### Task statement
Search the records below for "speculum"; copy each line that has it.

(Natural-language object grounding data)
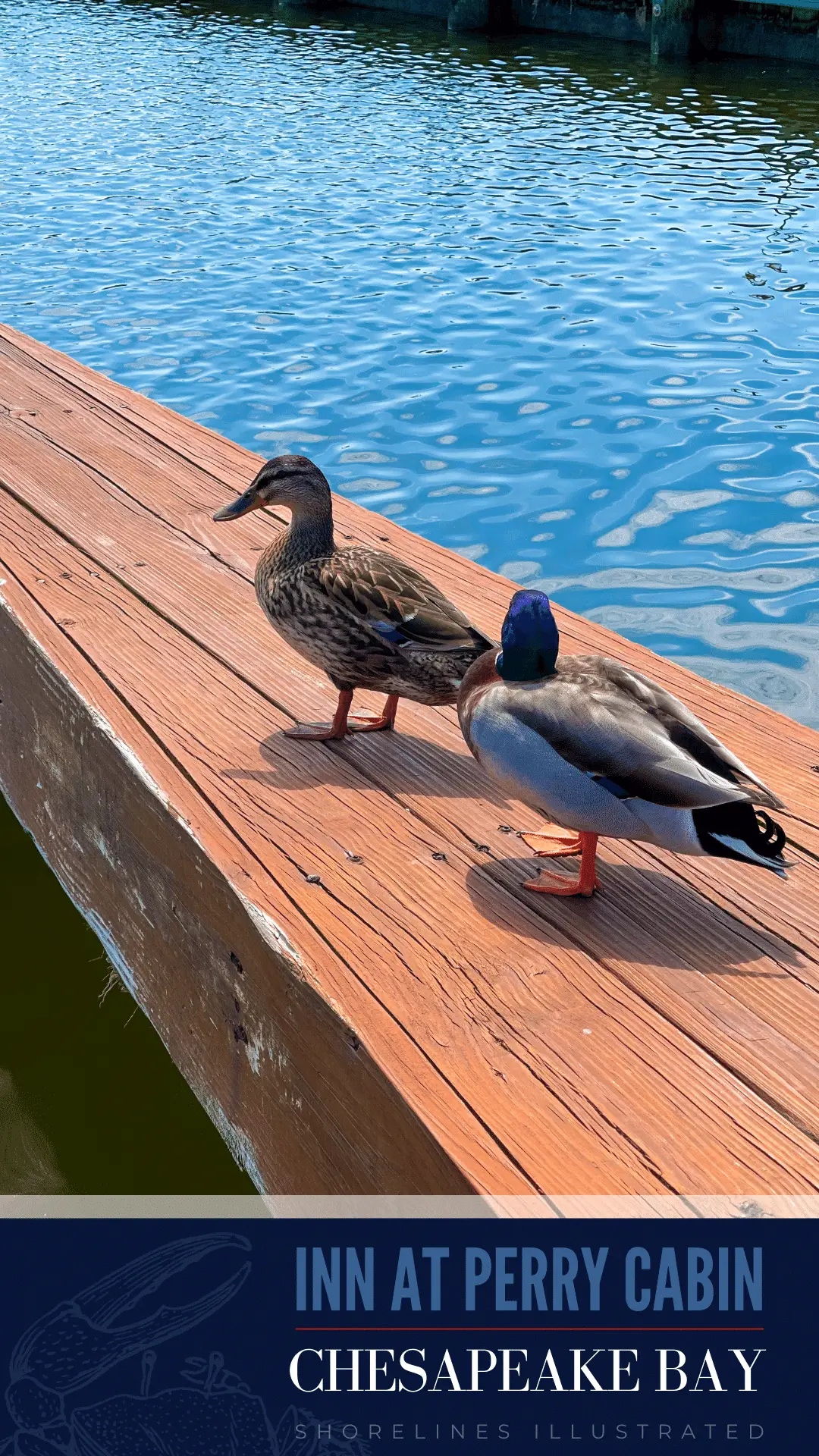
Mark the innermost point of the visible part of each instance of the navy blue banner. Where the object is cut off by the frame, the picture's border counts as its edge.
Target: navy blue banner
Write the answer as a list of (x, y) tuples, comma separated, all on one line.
[(295, 1338)]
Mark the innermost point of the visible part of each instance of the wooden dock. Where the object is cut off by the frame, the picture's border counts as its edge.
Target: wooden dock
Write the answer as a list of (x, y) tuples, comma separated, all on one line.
[(411, 1021)]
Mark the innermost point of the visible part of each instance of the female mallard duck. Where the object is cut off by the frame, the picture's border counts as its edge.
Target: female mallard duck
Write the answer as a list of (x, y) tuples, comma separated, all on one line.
[(363, 617), (604, 750)]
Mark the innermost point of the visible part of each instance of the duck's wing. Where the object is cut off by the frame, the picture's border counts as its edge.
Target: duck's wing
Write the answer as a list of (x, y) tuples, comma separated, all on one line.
[(686, 730), (397, 601), (632, 742)]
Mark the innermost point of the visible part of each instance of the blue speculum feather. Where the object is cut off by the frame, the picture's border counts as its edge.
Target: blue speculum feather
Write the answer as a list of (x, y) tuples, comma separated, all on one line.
[(529, 639), (391, 634)]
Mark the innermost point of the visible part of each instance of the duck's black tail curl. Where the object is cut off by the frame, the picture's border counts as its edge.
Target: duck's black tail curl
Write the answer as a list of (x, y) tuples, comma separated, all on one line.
[(742, 832)]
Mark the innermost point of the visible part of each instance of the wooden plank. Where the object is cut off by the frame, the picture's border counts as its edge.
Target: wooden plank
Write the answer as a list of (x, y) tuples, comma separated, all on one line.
[(662, 1038)]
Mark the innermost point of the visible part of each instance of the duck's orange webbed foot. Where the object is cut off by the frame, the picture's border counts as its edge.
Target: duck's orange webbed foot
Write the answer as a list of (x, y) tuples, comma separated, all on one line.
[(586, 881), (375, 723), (553, 843)]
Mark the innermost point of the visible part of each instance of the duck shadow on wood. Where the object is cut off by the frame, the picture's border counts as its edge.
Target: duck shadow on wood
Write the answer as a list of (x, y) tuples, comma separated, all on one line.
[(642, 916), (400, 764)]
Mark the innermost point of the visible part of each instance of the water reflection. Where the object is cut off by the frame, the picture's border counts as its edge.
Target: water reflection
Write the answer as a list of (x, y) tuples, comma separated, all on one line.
[(529, 296)]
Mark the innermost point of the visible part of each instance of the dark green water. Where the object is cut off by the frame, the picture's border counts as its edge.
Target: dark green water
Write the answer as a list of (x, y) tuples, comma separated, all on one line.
[(89, 1098)]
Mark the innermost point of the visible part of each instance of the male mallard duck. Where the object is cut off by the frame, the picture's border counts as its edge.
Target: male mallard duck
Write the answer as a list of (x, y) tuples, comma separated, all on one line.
[(604, 750), (363, 617)]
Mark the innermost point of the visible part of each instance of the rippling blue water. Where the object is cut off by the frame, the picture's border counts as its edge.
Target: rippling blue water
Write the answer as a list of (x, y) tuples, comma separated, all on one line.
[(537, 300)]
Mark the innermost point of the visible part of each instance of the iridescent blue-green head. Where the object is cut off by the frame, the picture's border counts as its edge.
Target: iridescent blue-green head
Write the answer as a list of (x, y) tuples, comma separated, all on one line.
[(529, 639)]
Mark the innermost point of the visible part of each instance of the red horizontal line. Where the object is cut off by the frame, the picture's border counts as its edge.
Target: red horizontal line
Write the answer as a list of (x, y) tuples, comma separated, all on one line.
[(528, 1329)]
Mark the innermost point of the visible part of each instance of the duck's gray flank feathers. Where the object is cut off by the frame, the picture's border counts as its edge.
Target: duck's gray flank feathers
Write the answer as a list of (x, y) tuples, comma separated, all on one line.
[(614, 724)]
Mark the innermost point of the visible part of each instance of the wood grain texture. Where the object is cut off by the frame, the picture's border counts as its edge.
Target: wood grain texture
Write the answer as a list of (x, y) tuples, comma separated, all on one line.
[(411, 1022)]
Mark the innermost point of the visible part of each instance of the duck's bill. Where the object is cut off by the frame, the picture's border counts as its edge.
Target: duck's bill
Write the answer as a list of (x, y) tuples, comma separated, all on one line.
[(249, 501)]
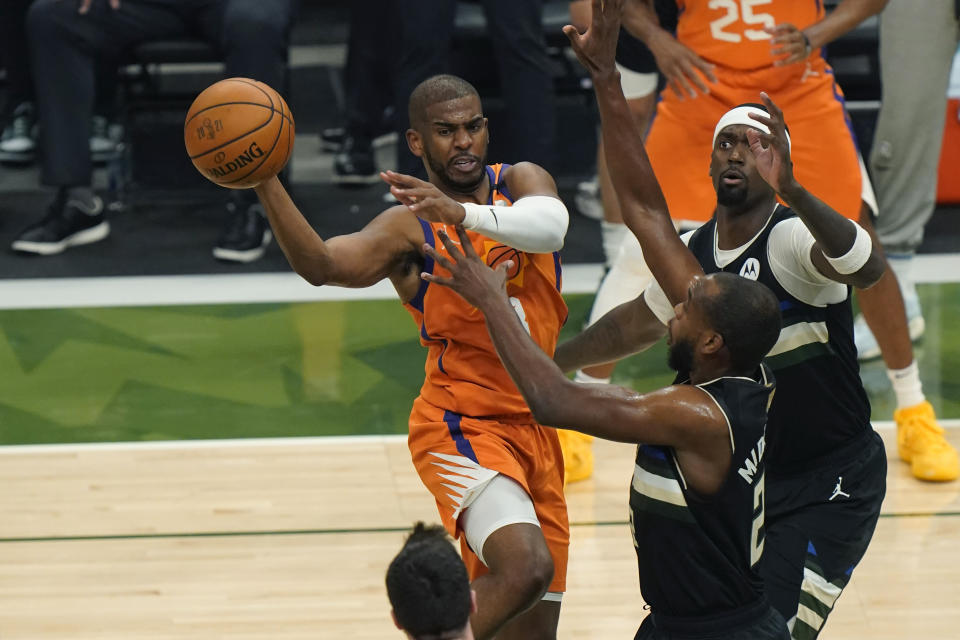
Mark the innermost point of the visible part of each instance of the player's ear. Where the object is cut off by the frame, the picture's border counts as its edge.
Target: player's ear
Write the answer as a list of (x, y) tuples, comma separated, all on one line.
[(415, 142)]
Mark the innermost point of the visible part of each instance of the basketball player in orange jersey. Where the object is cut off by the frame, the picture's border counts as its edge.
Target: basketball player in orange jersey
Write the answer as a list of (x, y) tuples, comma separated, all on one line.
[(498, 487), (775, 47)]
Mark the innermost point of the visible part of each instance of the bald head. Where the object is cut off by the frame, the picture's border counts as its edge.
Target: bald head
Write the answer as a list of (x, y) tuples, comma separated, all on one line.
[(434, 90)]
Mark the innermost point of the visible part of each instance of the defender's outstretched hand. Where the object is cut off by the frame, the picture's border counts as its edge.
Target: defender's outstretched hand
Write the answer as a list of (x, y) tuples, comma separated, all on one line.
[(772, 150), (424, 198), (476, 283), (596, 48)]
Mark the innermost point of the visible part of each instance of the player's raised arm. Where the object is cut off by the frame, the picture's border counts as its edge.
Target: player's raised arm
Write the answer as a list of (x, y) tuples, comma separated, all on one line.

### Solution
Mark the innermost point of the visible part of each instance of the blue speculum feather. Where the object is cut off by the frame, the picture's border counts as its edge.
Target: blue speculum feather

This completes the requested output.